▸ **Cosa si chiede**:
(1) Riproduci fedelmente il passo del testo sul vaccino contro l'Hiv compreso tra "Già nel 2008, in" e "e nei Caribi.", estremi inclusi.
(2) Nel testo sul vaccino contro l'Hiv, su quanti volontari sani è stato testato il vaccino nella prima fase di studio?
(3) Scrivi il seguito del testo sul vaccino contro l'Hiv, riprendendo subito dopo la sua ultima frase.

▸ **Estratto selezionato**:
Quello che hanno dimostrato i ricercatori è che il vaccino ha generato una significativa risposta immunitaria, fino al 90%. Questo significa che è in grado di “allenare” il sistema immunitario di una persona sana a individuare e combattere le componenti del virus dell’Aids. “E’ come se gli avessimo mostrato una foto dell’Hiv per metterlo in condizioni di riconoscerlo in futuro”, ha spiegato il ricercatore.

Già nel 2008, in sede di sperimentazione animale, il farmaco aveva mostrato un’efficienza molto elevata nei topi e macachi contro il virus dell’immunodeficienza delle scimmie. Ora, grazie alla sua elevata risposta immunologica negli esseri umani, la sperimentazione clinica sarà condotta anche su volontari con infezione da Hiv, per testare l’efficienza come vaccino terapeutico. La storia di questo vaccino nasce nel 1999, quando il team di ricerca di Esteban inizia a lavorare allo sviluppo di Mva-B, il cui nome deriva dalla sua composizione, basata sul virus Ankara. Il vaccino, inoltre, è composto anche dal sottottipo B dell’Hiv, il più diffuso in Europa, negli Stati Uniti, in America Centrale, in Sud America e nei Caribi.

“Si basa sull’introduzione di quattro geni dell’Hiv B in quantità sufficiente per suscitare una reazione nell’organismo ma non per produrre un’infezione, il che garantisce la sicurezza”, ha precisato Felipe Garcia, altro ricercatore che lavota all’Hospital Clínic di Barcellona. In questa prima fase di studio il vaccino è stato testato su 30 volontari sani. Tra questi, 24 hanno ricevuto tre dosi di vaccino: uno all’inizio dello studio, e le altre due dopo 4 e 16 settimane. I restanti 6 hanno invece ricevuto del placebo.

▸ **Dati di puntamento su regioni**:
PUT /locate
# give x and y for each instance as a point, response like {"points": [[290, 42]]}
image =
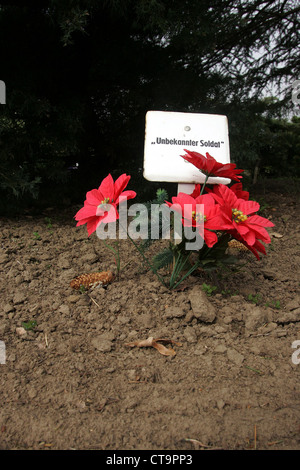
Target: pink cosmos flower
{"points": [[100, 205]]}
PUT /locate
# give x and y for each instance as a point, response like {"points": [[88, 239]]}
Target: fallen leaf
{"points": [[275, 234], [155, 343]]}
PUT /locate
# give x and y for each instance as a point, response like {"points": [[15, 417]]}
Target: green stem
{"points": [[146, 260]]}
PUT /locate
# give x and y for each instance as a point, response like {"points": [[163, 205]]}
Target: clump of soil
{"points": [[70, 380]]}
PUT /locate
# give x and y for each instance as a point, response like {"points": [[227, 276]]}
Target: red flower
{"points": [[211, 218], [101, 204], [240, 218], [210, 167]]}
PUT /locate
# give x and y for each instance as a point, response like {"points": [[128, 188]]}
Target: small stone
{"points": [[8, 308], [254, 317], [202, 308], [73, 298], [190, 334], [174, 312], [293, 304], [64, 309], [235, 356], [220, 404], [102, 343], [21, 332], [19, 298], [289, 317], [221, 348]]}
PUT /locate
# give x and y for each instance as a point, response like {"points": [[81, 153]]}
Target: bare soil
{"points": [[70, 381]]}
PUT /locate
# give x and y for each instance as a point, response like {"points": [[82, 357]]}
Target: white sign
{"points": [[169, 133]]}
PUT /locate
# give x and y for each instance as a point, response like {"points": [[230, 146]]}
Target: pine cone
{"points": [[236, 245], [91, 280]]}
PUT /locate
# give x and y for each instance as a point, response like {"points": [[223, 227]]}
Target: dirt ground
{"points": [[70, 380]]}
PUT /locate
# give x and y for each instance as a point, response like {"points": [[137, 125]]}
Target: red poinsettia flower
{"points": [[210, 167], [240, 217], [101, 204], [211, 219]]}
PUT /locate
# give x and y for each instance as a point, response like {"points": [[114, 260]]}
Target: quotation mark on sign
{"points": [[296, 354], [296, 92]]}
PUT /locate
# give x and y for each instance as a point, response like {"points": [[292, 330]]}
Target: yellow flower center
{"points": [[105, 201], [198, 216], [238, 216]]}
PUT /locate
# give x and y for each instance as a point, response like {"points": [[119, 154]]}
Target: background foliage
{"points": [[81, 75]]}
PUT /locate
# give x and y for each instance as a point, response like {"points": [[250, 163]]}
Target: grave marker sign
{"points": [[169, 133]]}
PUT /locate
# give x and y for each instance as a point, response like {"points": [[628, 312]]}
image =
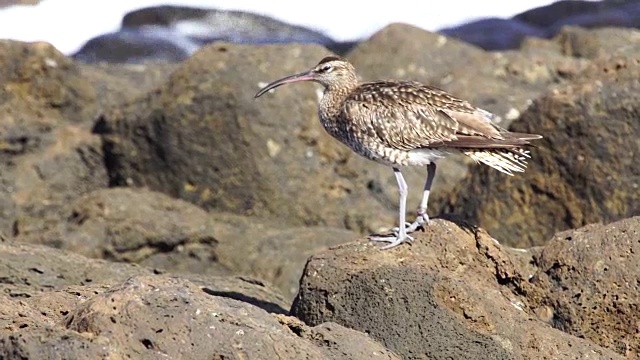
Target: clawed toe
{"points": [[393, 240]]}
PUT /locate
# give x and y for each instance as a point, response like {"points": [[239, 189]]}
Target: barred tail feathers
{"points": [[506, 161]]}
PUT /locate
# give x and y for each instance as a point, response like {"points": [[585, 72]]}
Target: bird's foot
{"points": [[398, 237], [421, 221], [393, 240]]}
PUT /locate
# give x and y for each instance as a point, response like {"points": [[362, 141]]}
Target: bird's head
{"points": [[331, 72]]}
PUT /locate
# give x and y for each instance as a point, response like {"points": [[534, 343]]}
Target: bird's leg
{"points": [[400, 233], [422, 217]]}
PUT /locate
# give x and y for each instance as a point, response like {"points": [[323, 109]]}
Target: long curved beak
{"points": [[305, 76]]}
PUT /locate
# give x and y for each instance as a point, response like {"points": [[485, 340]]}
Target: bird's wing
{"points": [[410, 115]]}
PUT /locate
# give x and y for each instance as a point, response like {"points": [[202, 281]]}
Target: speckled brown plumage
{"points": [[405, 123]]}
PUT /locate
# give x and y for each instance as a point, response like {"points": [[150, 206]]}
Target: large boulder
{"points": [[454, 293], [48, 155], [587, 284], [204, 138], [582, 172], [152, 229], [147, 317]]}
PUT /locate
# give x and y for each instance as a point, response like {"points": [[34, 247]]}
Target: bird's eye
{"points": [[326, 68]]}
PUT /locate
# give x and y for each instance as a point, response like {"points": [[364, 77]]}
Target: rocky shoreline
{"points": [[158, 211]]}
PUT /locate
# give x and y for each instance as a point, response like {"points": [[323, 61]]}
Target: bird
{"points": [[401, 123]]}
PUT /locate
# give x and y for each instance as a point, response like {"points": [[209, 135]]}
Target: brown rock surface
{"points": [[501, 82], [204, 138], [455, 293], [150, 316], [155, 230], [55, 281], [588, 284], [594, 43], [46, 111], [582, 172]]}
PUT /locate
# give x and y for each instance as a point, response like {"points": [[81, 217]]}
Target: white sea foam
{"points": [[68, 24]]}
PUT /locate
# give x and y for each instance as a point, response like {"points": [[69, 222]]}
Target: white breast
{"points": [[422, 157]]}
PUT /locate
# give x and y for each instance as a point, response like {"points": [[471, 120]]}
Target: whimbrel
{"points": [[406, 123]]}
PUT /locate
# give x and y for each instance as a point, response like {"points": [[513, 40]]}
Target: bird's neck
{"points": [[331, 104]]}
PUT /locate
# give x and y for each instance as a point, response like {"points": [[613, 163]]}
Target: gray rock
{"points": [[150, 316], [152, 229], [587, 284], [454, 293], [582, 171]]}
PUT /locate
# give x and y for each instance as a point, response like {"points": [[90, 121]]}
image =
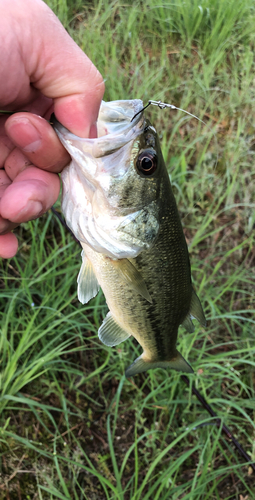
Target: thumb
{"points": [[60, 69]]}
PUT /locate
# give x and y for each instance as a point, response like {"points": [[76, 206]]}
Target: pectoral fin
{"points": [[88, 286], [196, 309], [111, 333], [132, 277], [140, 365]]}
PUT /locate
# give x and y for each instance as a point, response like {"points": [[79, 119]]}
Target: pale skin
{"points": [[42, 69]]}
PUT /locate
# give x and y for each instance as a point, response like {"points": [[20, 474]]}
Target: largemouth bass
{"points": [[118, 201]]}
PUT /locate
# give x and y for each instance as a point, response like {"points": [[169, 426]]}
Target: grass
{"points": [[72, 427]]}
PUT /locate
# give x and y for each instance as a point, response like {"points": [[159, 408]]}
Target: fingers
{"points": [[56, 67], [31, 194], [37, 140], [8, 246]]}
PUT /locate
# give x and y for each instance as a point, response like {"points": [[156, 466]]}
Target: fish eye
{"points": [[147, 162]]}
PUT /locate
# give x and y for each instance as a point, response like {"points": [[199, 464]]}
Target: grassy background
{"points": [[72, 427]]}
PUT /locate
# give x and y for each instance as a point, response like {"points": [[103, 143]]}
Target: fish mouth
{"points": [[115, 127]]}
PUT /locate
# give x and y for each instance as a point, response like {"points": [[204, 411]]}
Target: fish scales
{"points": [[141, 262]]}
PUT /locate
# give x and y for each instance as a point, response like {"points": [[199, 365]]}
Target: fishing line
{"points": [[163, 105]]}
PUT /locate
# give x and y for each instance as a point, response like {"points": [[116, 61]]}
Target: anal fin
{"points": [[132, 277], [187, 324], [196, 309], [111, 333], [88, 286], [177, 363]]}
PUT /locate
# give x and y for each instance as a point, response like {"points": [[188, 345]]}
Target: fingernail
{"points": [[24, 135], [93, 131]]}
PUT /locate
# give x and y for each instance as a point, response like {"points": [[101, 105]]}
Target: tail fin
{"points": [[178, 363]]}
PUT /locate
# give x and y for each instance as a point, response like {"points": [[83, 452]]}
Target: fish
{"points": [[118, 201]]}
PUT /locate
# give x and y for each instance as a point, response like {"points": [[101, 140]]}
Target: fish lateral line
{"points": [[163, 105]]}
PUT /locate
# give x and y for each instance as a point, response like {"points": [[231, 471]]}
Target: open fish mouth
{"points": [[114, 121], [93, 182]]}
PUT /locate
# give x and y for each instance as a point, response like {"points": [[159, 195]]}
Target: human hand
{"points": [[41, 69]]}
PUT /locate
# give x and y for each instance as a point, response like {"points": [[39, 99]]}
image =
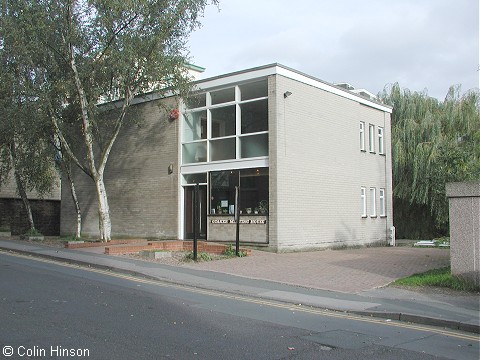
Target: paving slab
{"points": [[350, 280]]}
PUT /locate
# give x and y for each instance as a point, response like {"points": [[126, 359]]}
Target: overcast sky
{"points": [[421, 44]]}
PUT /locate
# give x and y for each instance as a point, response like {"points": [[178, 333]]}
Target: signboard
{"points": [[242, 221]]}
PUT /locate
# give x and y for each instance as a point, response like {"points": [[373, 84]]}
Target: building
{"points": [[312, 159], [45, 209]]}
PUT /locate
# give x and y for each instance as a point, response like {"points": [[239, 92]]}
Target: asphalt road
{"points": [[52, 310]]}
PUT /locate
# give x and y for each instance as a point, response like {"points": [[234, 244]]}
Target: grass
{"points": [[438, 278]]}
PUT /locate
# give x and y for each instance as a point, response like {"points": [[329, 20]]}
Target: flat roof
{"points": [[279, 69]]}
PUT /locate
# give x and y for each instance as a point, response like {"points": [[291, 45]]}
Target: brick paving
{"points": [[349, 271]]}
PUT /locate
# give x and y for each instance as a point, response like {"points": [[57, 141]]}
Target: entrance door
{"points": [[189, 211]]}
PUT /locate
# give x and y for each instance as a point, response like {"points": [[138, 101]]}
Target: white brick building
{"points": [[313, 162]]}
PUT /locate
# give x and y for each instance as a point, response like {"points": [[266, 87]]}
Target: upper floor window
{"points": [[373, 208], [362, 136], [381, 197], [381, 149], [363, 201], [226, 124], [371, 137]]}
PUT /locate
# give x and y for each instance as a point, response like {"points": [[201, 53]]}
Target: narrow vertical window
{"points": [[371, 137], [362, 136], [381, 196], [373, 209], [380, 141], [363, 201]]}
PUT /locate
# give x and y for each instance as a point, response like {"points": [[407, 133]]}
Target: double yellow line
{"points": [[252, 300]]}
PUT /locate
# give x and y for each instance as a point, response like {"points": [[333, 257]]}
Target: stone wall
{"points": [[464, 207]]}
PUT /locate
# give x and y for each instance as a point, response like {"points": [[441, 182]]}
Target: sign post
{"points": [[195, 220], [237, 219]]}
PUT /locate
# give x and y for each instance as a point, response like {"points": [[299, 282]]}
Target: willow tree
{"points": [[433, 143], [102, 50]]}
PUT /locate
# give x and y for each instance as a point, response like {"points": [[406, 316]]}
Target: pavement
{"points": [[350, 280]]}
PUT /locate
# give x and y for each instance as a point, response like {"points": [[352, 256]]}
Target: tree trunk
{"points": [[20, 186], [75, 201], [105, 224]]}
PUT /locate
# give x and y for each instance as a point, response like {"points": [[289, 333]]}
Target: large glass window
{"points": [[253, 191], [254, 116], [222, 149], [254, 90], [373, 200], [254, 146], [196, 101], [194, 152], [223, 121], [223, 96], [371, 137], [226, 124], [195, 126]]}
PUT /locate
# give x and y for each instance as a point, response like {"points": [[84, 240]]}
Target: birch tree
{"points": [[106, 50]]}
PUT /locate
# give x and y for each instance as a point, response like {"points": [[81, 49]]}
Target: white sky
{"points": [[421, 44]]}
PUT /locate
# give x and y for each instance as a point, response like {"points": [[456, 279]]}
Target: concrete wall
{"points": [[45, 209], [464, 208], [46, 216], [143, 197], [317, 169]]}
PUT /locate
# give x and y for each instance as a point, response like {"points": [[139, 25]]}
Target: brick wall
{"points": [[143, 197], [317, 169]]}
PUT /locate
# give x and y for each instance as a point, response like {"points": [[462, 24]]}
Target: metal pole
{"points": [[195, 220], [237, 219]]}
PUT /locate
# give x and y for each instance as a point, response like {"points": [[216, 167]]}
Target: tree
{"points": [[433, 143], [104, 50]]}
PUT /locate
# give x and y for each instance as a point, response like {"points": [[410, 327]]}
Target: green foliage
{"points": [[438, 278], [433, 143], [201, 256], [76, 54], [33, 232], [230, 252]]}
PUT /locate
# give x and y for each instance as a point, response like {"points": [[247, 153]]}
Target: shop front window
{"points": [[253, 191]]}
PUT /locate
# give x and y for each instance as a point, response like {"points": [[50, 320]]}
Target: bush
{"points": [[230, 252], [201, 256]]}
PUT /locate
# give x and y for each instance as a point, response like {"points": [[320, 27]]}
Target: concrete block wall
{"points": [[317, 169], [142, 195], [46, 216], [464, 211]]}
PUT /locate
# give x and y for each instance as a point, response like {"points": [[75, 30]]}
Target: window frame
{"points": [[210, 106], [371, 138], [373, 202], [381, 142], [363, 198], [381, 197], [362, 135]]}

▸ **Risposte alle consegne**:
(1)
Già nel 2008, in sede di sperimentazione animale, il farmaco aveva mostrato un’efficienza molto elevata nei topi e macachi contro il virus dell’immunodeficienza delle scimmie. Ora, grazie alla sua elevata risposta immunologica negli esseri umani, la sperimentazione clinica sarà condotta anche su volontari con infezione da Hiv, per testare l’efficienza come vaccino terapeutico. La storia di questo vaccino nasce nel 1999, quando il team di ricerca di Esteban inizia a lavorare allo sviluppo di Mva-B, il cui nome deriva dalla sua composizione, basata sul virus Ankara. Il vaccino, inoltre, è composto anche dal sottottipo B dell’Hiv, il più diffuso in Europa, negli Stati Uniti, in America Centrale, in Sud America e nei Caribi.

(2) Su 30 volontari sani.

(3)
Tre dosi del vaccino sono state somministrate per via intramuscolare, e gli effetti sono stati valutati dopo 48 settimane. I linfociti T e B sono le cellule principali in questo esperimento, i “soldati” incaricati di rilevare le sostanze estranee nel corpo e inviare le coordinate per distruggerle. I test, 32 settimane dopo l’ultima inoculazione del vaccino, mostrano che la produzione di linfociti T “CD4 +” e “CD8 +” del gruppo di vaccinati è stata del 38,5% e del 69,2% rispettivamente, mentre rimane a 0% nel gruppo a cui è stato dato il placebo.

Promettente certo, ma non basta: per essere veramente efficace, un vaccino deve lasciare nell’organismo una “memoria” del nuovo virus da combattere, per far sì che i linfociti prodotti, come soldati veterani, continuino negli anni a combattere contro il loro personale nemico. Dopo un anno l’85% dei pazienti ha dimostrato proprio questo, cioè la conservazione della risposta immunitaria. “il vaccino – ha sottolineato Esteban – ha dimostrato di essere potente come nessun altro vaccino in fase di studio”.

Ma i ricercatori sono molto cauti. “Al momento l’unica cosa che sappiamo – ha detto Garcia – è che stimola le difese e che è sicuro perchè non abbiamo riscontrato gravi effetti collaterali. Non possiamo dire ancora se sarà efficace nel prevenire l’infezione. Per questo abbiamo bisogno di ulteriori ricerche”.

Ora infatti si dovrebbe passare alla fase II che ha proprio lo scopo di verificare se è per davvero efficace e in quali dosi. Se tutto andrà come sperato “si potrà avviare la fase III (un test su larga scala) nei prossimi cinque anni”, come ha stimato Esteban. Un’altra ipotesi, infine, è quello di provare a usare il farmaco come vaccino terapeutico. “I pazienti con l’AIDS – ha detto Esteban – devono assumere un trattamento anti-retrovirale per tutta la vita e non possono mai lasciare o prendere delle pause. Vogliamo vedere se il vaccino rallenta la diffusione del virus nell’organismo e permette di sospendere l’assunzione di farmaci per un po’. Insomma, vedere se si tratta di un’alternativa al trattamento”.